(Short exercise 1) In the M82 paper summary, which kinds of observations do the authors bring together to model the cosmic ray spectra?

+++

Title: Non-thermal emission in the central starburst region of M82
Authors: M. Persic, R. Rando, and Y. Rephaeli
First Author’s Institution: Istituto Nazionale di Astrofisica, Padova Astronomical Observatory, vicolo dell’Osservatorio 5, I-35122 Padova, Italy
Status: Accepted for A&A; available on Arxiv (open access)
Cosmic rays are particles accelerated to near-light speeds by some of the universe’s most energetic events, such as exploding stars and shock waves. Once created, they become an integral part of a galaxy’s interstellar medium (ISM), coexisting with thermal gas, turbulence, and magnetic fields. Their energy density, the amount of energy stored per unit volume, is comparable to that of both thermal gas and magnetic fields, making cosmic rays a major player in shaping the dynamics of the ISM. Yet despite their importance, their properties remain difficult to measure directly through observations.
While cosmic rays can be a variety of high-energy particles, the vast majority of them are cosmic ray protons. These protons can only be indirectly observed through gamma-ray emission, which is a faint and hard-to-detect signal. In contrast, cosmic ray electrons are easier to spot. As the electrons spiral around magnetic field lines, they emit radio waves through synchrotron emission, and when they collide with photons from background radiation fields, they can boost the photons to X-ray energies through a process called inverse-Compton scattering. The challenge is that these radio and X-ray signals don’t just trace the electrons themselves; they also carry the imprint of the surrounding magnetic field and the background radiation. Untangling these overlapping signals is a major obstacle for astronomers trying to pin down the true properties of cosmic ray electrons.
Although it is difficult to infer cosmic ray properties (for example, the slope and normalization of their spectrum) from observations at a single wavelength, combining data across multiple wavelengths can paint a more complete picture. In today’s paper, the authors do exactly that: they bring together gamma-ray, X-ray, far-infrared (FIR), and radio observations of the starburst galaxy M82 to model the spectra of both cosmic ray protons and electrons. Remarkably, they are also able to estimate the strength of the galaxy’s magnetic field—without relying on the common “equipartition” assumption, which assumes that the energy density of the magnetic fields and the cosmic rays are equal to one another.
M82, famous for its intense star formation, has long been a favorite target for studying cosmic ray emission, as they are accelerated by shocks from supernova remnants. Earlier work showed that M82’s FIR, radio, and gamma-ray emission maps all correlate with one another, since each of these signals is linked to the galaxy’s rate of star formation, and thus to the production of cosmic rays.

+++

(Short exercise 2) Please pull out every line of the rows below that contains the string "jersey". Case counts.

+++

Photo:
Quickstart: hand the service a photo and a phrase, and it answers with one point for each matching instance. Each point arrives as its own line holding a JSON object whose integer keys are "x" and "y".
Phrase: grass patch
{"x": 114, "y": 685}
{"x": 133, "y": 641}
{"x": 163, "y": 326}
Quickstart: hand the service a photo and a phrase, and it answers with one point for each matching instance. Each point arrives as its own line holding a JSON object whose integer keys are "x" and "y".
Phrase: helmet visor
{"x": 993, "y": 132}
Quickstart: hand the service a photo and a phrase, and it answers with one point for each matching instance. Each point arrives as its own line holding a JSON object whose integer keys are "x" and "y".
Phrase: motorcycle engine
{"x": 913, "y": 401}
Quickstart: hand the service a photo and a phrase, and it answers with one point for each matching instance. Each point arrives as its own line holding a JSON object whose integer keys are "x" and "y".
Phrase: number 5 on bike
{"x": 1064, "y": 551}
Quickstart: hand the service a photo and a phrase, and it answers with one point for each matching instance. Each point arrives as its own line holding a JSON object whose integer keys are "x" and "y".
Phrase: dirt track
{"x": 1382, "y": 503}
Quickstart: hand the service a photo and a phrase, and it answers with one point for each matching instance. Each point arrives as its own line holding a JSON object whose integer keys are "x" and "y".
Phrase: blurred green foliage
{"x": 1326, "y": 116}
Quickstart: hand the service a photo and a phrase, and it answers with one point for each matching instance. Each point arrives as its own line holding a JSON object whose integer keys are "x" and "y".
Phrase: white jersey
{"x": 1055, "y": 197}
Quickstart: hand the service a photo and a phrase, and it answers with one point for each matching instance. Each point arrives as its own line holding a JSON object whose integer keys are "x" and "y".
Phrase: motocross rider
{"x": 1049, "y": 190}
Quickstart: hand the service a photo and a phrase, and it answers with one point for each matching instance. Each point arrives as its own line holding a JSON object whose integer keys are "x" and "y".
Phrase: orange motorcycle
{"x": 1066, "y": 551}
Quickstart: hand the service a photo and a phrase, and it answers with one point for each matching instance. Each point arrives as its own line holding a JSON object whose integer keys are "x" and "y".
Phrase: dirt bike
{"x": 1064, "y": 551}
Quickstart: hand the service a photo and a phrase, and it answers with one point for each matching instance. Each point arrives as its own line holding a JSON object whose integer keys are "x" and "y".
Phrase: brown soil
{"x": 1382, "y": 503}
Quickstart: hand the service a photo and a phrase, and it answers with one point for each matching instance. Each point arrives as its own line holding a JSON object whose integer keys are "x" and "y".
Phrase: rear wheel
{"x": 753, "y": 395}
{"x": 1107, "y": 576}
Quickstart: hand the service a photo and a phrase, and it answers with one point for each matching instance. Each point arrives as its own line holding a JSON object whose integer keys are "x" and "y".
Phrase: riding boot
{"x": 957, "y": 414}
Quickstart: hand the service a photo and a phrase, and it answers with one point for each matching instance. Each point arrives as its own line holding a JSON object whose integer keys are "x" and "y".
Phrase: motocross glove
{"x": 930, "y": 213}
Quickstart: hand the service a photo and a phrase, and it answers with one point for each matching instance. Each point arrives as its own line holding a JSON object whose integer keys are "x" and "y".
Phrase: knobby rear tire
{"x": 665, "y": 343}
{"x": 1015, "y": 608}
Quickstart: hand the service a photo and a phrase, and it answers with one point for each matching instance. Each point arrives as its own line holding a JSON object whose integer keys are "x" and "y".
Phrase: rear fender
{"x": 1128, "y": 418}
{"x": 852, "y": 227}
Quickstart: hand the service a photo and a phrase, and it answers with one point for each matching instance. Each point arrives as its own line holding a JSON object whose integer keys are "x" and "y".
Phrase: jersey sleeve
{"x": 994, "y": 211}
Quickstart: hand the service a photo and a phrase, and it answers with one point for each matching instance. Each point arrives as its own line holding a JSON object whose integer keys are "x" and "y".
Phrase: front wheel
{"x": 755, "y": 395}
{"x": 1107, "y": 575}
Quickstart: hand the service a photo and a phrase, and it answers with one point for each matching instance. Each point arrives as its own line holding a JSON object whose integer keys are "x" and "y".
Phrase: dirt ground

+++

(Full answer 1) Gamma-ray, X-ray, far-infrared (FIR), and radio observations.

(Full answer 2)
Phrase: white jersey
Phrase: jersey sleeve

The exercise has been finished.